- [Material provided]
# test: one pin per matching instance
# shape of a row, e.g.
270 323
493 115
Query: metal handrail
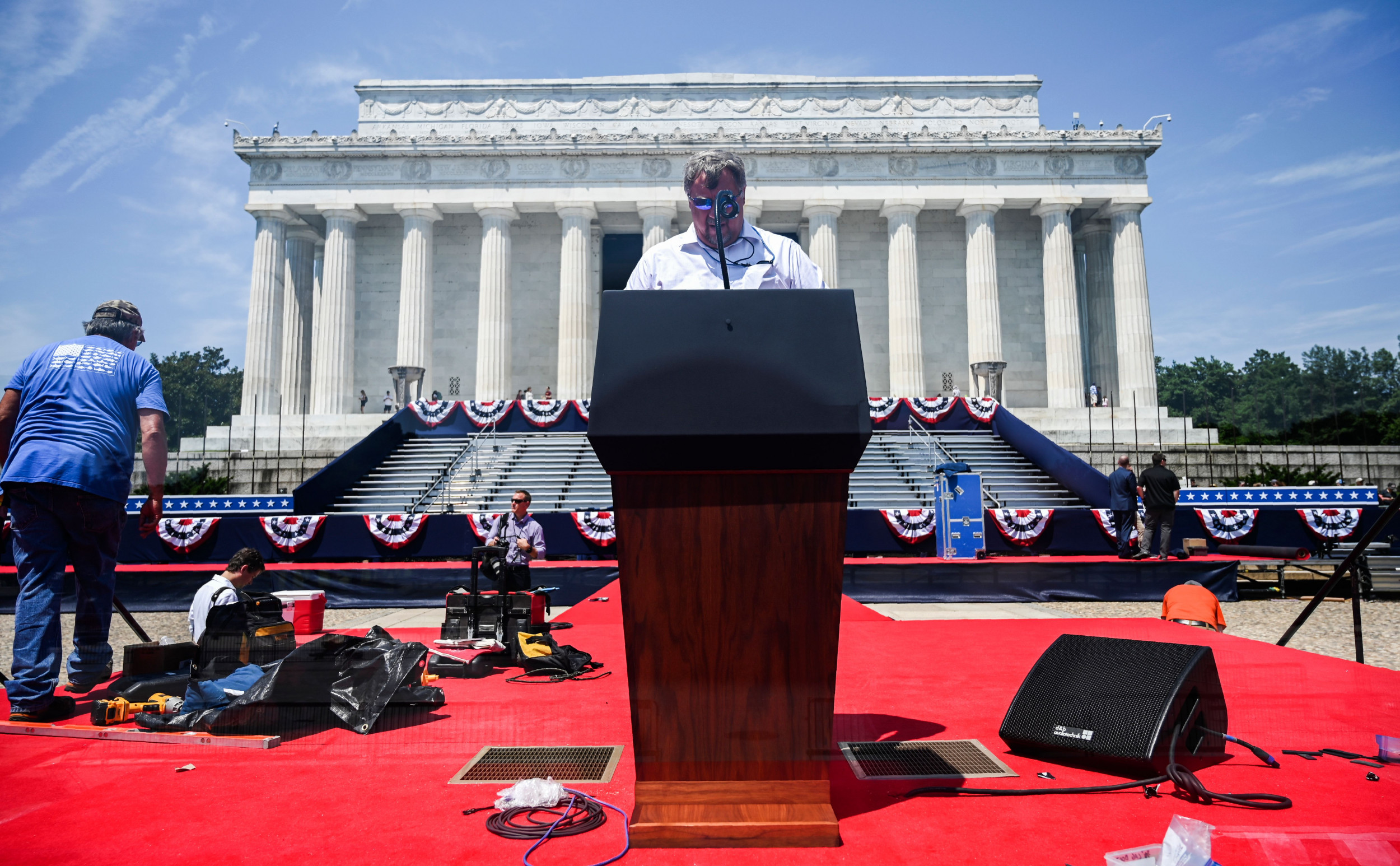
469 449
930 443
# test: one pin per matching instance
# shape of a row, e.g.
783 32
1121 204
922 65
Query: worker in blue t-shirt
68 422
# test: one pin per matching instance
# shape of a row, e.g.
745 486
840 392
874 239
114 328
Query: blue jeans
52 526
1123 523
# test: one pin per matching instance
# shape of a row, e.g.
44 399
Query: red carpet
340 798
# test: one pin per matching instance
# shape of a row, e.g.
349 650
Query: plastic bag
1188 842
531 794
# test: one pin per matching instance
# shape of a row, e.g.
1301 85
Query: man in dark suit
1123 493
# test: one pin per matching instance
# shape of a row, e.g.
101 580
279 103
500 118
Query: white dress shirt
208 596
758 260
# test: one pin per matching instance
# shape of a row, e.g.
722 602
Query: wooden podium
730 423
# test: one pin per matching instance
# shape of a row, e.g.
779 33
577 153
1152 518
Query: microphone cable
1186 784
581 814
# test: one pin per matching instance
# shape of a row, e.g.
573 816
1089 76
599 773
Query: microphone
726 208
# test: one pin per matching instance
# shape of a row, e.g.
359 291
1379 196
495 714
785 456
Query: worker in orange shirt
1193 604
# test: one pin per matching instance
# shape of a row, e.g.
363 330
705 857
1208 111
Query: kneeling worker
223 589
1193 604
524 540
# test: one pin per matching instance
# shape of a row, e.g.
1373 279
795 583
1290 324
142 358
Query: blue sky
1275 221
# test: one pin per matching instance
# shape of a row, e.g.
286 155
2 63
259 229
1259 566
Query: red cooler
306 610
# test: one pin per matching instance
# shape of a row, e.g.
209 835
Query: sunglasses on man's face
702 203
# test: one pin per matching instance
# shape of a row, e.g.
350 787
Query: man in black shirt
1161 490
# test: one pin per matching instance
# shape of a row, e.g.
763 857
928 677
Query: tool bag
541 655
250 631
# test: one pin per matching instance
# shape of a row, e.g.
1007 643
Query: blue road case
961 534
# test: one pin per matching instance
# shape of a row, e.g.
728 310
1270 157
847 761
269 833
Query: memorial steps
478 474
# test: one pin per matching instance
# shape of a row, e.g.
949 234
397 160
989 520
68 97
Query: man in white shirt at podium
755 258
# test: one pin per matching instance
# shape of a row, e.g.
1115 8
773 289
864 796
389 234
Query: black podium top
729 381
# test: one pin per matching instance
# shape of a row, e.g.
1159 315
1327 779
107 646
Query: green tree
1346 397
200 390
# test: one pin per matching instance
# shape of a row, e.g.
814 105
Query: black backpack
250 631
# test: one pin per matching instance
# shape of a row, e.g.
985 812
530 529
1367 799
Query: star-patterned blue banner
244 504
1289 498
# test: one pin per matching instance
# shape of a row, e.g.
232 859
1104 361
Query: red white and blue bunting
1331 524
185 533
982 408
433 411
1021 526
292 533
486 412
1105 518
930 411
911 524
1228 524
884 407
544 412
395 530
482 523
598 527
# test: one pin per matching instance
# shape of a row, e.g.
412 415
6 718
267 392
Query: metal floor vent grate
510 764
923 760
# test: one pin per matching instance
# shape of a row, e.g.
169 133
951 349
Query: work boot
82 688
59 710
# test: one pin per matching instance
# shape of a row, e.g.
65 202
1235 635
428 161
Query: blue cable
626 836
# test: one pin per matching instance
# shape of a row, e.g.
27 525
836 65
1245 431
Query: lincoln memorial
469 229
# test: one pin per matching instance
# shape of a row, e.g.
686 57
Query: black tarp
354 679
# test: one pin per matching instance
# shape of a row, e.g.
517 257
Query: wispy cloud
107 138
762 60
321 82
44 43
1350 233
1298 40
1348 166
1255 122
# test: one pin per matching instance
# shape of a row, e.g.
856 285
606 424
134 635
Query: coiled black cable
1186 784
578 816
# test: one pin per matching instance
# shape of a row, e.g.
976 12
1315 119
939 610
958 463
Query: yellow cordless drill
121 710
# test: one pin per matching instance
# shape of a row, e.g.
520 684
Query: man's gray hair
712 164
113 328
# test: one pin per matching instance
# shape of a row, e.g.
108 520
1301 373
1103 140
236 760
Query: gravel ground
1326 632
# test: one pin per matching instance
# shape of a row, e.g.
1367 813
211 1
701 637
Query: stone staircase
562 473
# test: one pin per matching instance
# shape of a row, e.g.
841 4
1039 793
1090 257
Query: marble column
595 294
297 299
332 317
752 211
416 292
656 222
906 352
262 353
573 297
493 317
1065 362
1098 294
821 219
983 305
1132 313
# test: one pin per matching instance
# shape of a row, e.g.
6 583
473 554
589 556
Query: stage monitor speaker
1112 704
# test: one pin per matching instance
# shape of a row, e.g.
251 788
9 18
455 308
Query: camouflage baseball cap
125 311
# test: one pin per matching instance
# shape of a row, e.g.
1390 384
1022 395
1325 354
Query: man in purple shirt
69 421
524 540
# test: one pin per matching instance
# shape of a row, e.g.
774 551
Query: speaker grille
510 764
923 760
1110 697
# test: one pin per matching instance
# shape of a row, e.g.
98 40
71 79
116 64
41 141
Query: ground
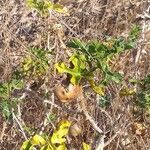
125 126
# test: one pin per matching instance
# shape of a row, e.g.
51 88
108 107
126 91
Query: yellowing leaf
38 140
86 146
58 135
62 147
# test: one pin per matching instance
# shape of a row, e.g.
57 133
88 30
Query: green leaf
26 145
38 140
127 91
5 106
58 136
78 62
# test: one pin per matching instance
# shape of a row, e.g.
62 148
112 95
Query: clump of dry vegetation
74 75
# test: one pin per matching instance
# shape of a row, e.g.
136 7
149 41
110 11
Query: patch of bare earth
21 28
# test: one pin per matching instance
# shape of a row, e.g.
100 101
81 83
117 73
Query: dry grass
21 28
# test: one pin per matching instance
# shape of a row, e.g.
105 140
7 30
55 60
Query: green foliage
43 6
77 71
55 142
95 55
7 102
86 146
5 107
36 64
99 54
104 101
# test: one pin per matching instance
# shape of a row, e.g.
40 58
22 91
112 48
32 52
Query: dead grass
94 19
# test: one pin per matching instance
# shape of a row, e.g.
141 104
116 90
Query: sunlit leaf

- [Requirement] Output the records exactly, pictures excluded.

- [Exercise output]
# test: one pin per matching instance
# shape of a row, e.g.
270 323
493 115
Query: metal handrail
469 449
930 443
# test: one pin per matching instance
# shape of a row, e.g.
783 32
1121 204
922 65
Query: worker in blue t-shirt
68 422
# test: one pin per matching instance
# shape of a row, e.g.
745 486
840 392
874 239
114 328
Query: blue jeans
52 526
1123 523
# test: one pin per matching instance
# shape of a row, e.g.
44 399
Query: red carpet
340 798
# test: one pin per matching instance
# shape of a row, e.g.
349 650
Query: plastic bag
1188 842
531 794
# test: one pin per matching instance
# shape of a row, e.g.
1301 85
Query: man in dark suit
1123 493
# test: one pin per matching instance
# shape of a row, e.g.
101 580
279 103
500 118
Query: white dress shirt
208 596
758 260
# test: one pin per matching instance
# shape of a row, e.g.
722 602
Query: wooden podium
730 423
# test: one pin per matching instance
# shape of a row, e.g.
779 33
577 153
1152 518
Query: microphone cable
1186 784
581 814
# test: one pin per matching instance
# shape of a row, e.g.
573 816
1089 76
599 773
Query: microphone
726 208
# test: one pin per matching instance
# shape of a row, e.g.
359 291
1379 196
495 714
785 456
Query: worker in orange shirt
1193 604
# test: one pin per matching instance
# shape of a row, e.g.
363 330
705 857
1208 111
Query: kneeling worker
223 589
1193 604
524 540
# test: one pin per matching instance
# shape of a row, e.g.
1373 279
795 583
1290 324
142 358
Query: blue sky
1275 221
# test: one pin per matching instance
# shape of a row, e.g.
286 155
2 63
259 229
1259 566
Query: red cooler
306 610
# test: one pin per matching instance
# shape of a row, e.g.
209 835
Query: sunglasses on man's face
702 203
# test: one pin per matching instance
# shape of a row, e.g.
350 787
Query: man in black shirt
1161 490
# test: one pin per matching instance
# shape of a row, e.g.
763 857
928 677
Query: tool bag
541 655
250 631
# test: one pin per matching instance
# shape of a row, e.g.
1007 643
Query: blue road case
961 534
# test: one pin per matching instance
# shape of a row, e.g.
728 310
1270 157
847 761
269 833
Query: memorial steps
478 474
# test: one pin per matching instance
# shape of a row, e.g.
949 234
397 160
989 520
68 97
Query: man in white shirt at podium
755 258
# test: one pin per matching instance
# shape of a row, e.g.
1115 8
773 289
864 796
389 234
Query: black podium top
729 381
# test: one pin per matching instance
# shape of a row, e.g.
1159 315
1327 779
107 646
Query: green tree
1346 397
200 390
# test: one pin per matching instance
# shape of a row, e.g.
814 105
Query: black backpack
250 631
# test: one pin per matching instance
# shape of a row, e.g.
985 812
530 529
1367 799
Query: star-patterned blue banner
244 504
1289 498
# test: one pin per matching instance
# shape of a row, e.g.
232 859
1104 361
Query: red white and blue bunting
1331 524
185 533
982 408
433 411
1021 526
292 533
486 412
1105 518
930 411
911 524
1228 524
884 407
544 412
395 530
482 523
598 527
# test: one pin per matching instance
# shape of a row, e.g.
412 415
6 718
267 392
Query: metal floor vent grate
510 764
923 760
# test: one pin per matching instance
# shape of a row, e.g.
169 133
951 349
Query: work boot
82 688
59 710
# test: one pin per matching instance
# shape of a row, e.g.
65 202
1235 635
428 161
Query: blue cable
626 836
# test: one pin per matching instance
# shape of a row, e.g.
27 525
836 65
1245 431
Query: lincoln memorial
469 229
# test: one pin per matching instance
# shape of a row, e.g.
686 57
Query: black tarp
354 679
# test: one pin per matching instance
# shape of a row, e.g.
517 257
Query: wispy cloud
107 138
762 60
321 82
44 43
1350 233
1298 40
1348 166
1255 122
# test: one pin per matching instance
# shape of a row, e.g.
856 285
606 424
134 635
Query: coiled black cable
1186 784
578 816
# test: one pin per matching instance
# shape of a row, e.g.
976 12
1315 119
939 610
958 463
Query: yellow cordless drill
121 710
# test: one pin per matching instance
# shape of a row, e.g.
520 684
Query: man's gray hair
712 164
113 328
# test: one pin per matching instance
# shape of a row, e.g.
108 520
1301 373
1103 140
236 760
Query: gravel ground
1326 632
# test: one pin per matching instance
# shape of a row, e.g.
1367 813
211 1
701 637
Query: stone staircase
562 473
# test: one pin per matching instance
# shape of a row, e.g.
841 4
1039 793
1090 257
Query: marble column
595 294
297 299
332 317
752 211
416 292
656 222
906 352
262 353
573 297
493 317
1065 362
1098 294
821 219
983 305
1132 313
# test: one pin per matching instance
# shape of a row, e.g.
6 583
473 554
589 556
Query: stage monitor speaker
1112 704
# test: one pin per matching instance
# shape of a row, e.g.
251 788
9 18
455 308
Query: camouflage baseball cap
125 311
# test: one pin per matching instance
# shape of a row, e.g.
1390 384
1022 395
1325 354
Query: man in purple shirt
69 421
524 540
# test: one pin per matching instance
# shape of a row, e.g.
774 551
Query: speaker grille
510 764
923 760
1110 697
# test: one pin per matching instance
# shape of a row, e.g.
98 40
71 79
116 64
41 141
Query: ground
125 126
# test: one pin per matching instance
# shape of a row, e.g.
51 88
108 107
126 91
Query: yellowing leaf
38 140
86 146
58 135
62 147
# test: one pin per matching instance
# shape of a row, e.g.
57 133
88 30
Query: green leaf
26 145
38 140
127 91
5 106
58 136
78 62
# test: one pin per matching instance
# shape of a row, e.g.
62 148
112 95
Query: clump of dry vegetation
74 75
# test: one pin per matching instance
# shape of a row, e.g.
136 7
149 41
110 11
Query: patch of bare earth
21 28
# test: one pin per matching instance
# shape of a row, e.g.
100 101
81 83
117 73
Query: dry grass
21 28
# test: one pin per matching instance
# shape of a row, e.g.
105 140
7 30
55 60
Query: green foliage
43 6
77 71
55 142
95 55
7 102
86 146
5 107
36 64
99 54
104 101
# test: one pin per matching instance
# shape of a row, e.g.
40 58
22 91
112 48
32 52
Query: dead grass
94 19
# test: one pin per matching instance
# shape of a row, e.g.
141 104
116 90
Query: sunlit leaf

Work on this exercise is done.